— Begin —

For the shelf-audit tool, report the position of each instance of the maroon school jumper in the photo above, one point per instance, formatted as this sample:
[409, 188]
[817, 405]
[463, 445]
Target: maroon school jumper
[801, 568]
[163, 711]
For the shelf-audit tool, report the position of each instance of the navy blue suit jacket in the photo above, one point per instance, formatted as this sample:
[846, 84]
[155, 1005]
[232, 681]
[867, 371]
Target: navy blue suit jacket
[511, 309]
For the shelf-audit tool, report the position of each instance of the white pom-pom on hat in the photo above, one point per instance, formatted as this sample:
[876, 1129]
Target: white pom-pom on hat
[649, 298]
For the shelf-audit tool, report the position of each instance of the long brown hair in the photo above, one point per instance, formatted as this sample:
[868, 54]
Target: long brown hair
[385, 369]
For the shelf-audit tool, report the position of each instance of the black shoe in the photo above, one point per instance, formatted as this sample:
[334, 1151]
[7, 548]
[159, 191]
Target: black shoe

— End —

*Exercise prompt*: Replace "shelf-audit tool" with "inventory scanner" throughout the lines above, and reproduce everything else unchanged.

*Full output*:
For the inventory scanner, report the position of each instance of the maroon school jumper in the photo above, one point per instance, formatted as this sample:
[409, 188]
[817, 405]
[463, 445]
Target: maroon school jumper
[801, 568]
[163, 711]
For the inventory scanner, report the position of each instance of the navy blue suit jacket in the photo above, one point per instance, formatted as this sample:
[846, 84]
[155, 1005]
[232, 681]
[867, 371]
Target: navy blue suit jacket
[511, 309]
For the inventory scanner, report the position of each instance of the white pom-pom on hat in the photo above, one point per instance, formatted as this sample:
[876, 1129]
Target: white pom-pom on hat
[649, 298]
For the inventory scanner, report the position of each instance of the long brown hair in the photo above, one point per instance, formatted as this sample:
[868, 54]
Target: long brown hair
[385, 369]
For the inventory scanner, report the position of each instance of the black shoe in the photo above, one point per instance, formatted as this sample:
[334, 1151]
[7, 548]
[159, 191]
Target: black shoe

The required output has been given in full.